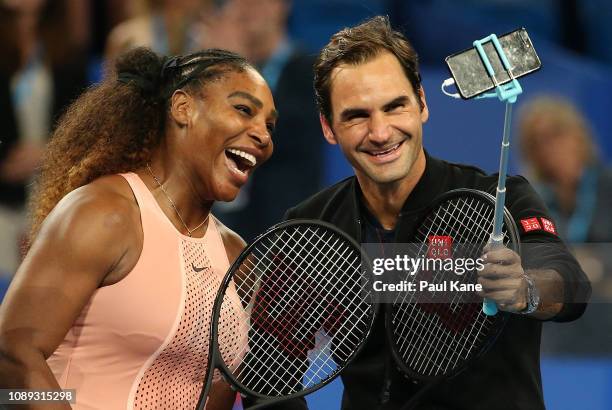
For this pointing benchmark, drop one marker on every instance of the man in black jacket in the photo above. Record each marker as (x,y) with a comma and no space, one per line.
(373,106)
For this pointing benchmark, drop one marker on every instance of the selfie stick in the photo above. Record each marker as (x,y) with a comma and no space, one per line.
(505,93)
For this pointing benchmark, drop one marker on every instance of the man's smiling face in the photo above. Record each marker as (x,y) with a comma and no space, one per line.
(377,118)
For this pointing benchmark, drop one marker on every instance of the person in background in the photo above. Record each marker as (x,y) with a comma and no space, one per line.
(258,30)
(43,67)
(168,27)
(562,159)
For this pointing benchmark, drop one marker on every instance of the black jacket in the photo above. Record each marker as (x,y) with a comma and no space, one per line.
(508,375)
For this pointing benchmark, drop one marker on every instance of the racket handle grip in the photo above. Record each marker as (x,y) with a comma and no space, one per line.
(489,307)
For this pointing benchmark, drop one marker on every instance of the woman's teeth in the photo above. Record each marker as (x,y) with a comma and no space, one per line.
(251,160)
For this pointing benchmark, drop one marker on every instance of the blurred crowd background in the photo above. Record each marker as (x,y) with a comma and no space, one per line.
(51,50)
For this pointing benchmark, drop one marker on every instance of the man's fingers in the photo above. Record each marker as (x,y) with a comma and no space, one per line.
(501,256)
(497,271)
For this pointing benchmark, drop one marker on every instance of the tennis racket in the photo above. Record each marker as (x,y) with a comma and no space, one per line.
(292,311)
(432,341)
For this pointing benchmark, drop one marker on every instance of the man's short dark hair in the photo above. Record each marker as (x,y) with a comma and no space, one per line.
(358,45)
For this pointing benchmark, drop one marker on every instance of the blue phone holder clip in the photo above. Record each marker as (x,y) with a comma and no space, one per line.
(504,92)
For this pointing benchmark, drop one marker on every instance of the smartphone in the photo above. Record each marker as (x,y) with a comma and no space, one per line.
(471,76)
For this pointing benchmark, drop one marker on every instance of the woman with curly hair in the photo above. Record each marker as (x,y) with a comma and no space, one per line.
(114,296)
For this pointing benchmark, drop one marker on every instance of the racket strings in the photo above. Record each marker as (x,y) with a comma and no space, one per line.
(432,338)
(302,294)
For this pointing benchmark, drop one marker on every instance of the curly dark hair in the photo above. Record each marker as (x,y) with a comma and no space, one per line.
(360,44)
(116,126)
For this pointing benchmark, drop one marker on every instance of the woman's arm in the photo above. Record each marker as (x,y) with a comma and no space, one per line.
(86,240)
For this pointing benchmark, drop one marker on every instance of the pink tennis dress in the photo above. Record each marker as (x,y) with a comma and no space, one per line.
(142,343)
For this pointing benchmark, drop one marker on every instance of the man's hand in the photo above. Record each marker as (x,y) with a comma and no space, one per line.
(503,279)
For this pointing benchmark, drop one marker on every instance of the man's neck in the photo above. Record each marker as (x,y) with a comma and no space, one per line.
(385,201)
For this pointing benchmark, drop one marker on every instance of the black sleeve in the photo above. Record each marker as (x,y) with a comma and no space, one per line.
(542,248)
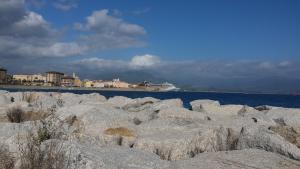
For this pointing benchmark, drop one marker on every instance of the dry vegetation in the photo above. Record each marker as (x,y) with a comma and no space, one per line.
(120,131)
(18,115)
(7,161)
(38,154)
(29,97)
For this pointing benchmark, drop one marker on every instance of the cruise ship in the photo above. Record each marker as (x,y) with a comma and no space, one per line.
(160,87)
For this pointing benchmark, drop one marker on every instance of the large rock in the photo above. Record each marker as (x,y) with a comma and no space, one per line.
(261,138)
(242,159)
(70,99)
(214,107)
(284,116)
(175,138)
(92,157)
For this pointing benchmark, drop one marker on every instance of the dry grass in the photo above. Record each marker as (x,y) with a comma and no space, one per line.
(29,97)
(42,150)
(35,155)
(15,115)
(18,115)
(120,131)
(7,161)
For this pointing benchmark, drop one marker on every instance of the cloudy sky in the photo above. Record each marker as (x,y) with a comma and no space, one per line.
(244,45)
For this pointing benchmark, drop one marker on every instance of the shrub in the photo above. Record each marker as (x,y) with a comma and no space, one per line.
(18,115)
(15,115)
(38,155)
(120,131)
(29,97)
(7,161)
(41,150)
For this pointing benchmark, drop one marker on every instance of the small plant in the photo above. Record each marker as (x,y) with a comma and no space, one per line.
(120,131)
(7,161)
(15,115)
(41,150)
(18,115)
(29,97)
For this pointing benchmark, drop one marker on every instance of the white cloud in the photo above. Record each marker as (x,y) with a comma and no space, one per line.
(26,34)
(105,31)
(140,62)
(65,5)
(144,61)
(265,65)
(284,63)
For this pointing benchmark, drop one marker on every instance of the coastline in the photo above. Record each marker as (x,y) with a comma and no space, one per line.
(137,128)
(71,88)
(22,87)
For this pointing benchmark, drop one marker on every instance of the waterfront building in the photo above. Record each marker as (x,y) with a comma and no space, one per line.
(3,76)
(68,81)
(88,83)
(30,78)
(54,78)
(77,81)
(116,83)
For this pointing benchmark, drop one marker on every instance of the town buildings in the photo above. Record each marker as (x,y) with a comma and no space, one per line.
(30,79)
(3,76)
(115,83)
(54,78)
(67,81)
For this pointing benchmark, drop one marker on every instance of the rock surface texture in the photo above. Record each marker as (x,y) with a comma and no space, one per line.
(148,133)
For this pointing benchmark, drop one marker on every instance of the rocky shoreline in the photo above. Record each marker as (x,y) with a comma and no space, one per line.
(147,133)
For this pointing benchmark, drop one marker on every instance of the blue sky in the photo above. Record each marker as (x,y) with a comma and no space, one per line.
(212,44)
(267,29)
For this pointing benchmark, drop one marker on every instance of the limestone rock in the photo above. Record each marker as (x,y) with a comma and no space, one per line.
(214,107)
(241,159)
(261,138)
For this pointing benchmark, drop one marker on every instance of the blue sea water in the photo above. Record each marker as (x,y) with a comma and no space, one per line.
(290,101)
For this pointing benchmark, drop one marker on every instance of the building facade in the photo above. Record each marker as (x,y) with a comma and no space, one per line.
(54,78)
(68,81)
(3,75)
(37,78)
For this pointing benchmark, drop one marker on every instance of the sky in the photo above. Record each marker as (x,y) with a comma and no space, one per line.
(232,45)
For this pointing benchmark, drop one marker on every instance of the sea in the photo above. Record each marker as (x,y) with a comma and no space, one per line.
(289,101)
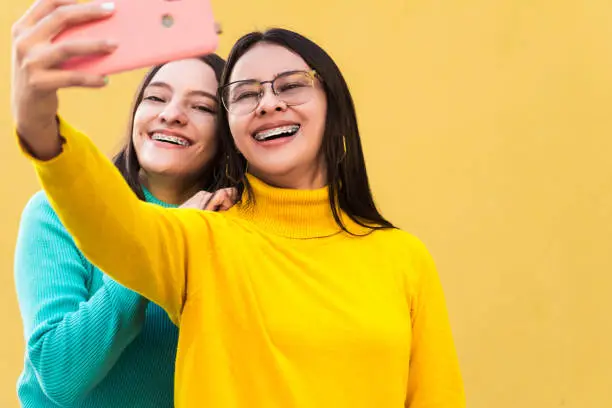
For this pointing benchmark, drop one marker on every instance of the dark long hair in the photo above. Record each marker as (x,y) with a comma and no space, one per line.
(127,161)
(347,179)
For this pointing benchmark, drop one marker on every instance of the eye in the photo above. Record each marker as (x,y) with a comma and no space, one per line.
(154,98)
(290,86)
(245,95)
(204,108)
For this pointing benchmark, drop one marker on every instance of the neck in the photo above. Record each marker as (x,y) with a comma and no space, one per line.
(169,189)
(296,179)
(291,213)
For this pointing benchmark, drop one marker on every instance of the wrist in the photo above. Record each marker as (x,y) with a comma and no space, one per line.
(42,140)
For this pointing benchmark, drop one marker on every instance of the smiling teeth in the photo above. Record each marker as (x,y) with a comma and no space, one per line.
(169,138)
(289,130)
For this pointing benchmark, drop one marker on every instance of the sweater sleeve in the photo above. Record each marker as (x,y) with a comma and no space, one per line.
(140,245)
(434,377)
(72,339)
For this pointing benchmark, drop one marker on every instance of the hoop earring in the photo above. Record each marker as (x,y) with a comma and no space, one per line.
(344,150)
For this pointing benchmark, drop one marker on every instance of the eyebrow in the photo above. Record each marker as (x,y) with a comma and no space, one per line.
(291,71)
(159,84)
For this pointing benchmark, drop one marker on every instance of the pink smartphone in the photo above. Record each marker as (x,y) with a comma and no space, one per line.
(148,33)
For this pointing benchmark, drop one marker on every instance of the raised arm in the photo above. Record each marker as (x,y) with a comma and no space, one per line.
(434,378)
(140,245)
(72,339)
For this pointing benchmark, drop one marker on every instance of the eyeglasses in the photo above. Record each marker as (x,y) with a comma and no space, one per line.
(293,88)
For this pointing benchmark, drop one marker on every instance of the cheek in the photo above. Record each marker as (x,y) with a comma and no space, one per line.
(142,117)
(238,127)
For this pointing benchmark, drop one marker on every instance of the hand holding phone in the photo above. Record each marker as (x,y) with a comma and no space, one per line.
(147,33)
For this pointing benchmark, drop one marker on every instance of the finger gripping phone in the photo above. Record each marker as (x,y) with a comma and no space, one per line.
(148,33)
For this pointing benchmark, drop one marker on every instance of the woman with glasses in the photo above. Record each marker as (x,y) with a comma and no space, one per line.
(301,295)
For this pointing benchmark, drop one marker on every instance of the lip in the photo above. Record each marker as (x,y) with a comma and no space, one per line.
(273,125)
(170,133)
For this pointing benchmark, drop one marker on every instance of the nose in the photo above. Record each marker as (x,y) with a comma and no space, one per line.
(173,114)
(270,102)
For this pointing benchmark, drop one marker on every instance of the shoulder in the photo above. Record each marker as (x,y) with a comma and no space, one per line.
(38,208)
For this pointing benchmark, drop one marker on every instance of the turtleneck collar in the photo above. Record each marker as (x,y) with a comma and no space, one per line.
(300,214)
(150,198)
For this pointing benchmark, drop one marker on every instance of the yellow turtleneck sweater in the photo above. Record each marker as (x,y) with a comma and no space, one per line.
(276,307)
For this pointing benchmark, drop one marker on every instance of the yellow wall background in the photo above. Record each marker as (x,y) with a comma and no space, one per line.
(487,127)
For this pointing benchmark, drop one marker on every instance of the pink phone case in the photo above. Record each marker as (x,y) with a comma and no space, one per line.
(148,33)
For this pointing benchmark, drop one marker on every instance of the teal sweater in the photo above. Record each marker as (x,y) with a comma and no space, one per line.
(90,342)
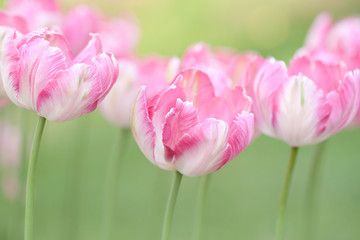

──────────────────────────────

WHAT THIS TASK INVOLVES:
Quote the stretch of the material above from the line containing "the pink phone" through the end, leaving out any pictures.

SOLUTION FOR THIS PROBLEM:
For this pointing benchmark, drop one marker on every instance of the pink phone case in the photo above. Record each marker as (x,y) with a comma and no space, one per line.
(148,33)
For this pointing benchmark, drop one marker on every instance of the teal sweater in the photo above. Record each marker as (x,y) with a comma and no space, one per line.
(90,342)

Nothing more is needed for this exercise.